_Dataset records_:
Start of Block

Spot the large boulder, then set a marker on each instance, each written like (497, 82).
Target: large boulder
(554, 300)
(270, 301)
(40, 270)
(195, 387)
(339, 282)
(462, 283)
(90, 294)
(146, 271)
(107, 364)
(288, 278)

End of Block

_About this exercise_:
The data above is to be given again, with every line exact.

_Result of this exercise_:
Spot the large boulder, then set a marker on each instance, each written like (497, 82).
Target: large boulder
(554, 300)
(270, 301)
(40, 270)
(195, 387)
(339, 282)
(462, 283)
(90, 294)
(146, 271)
(107, 364)
(288, 278)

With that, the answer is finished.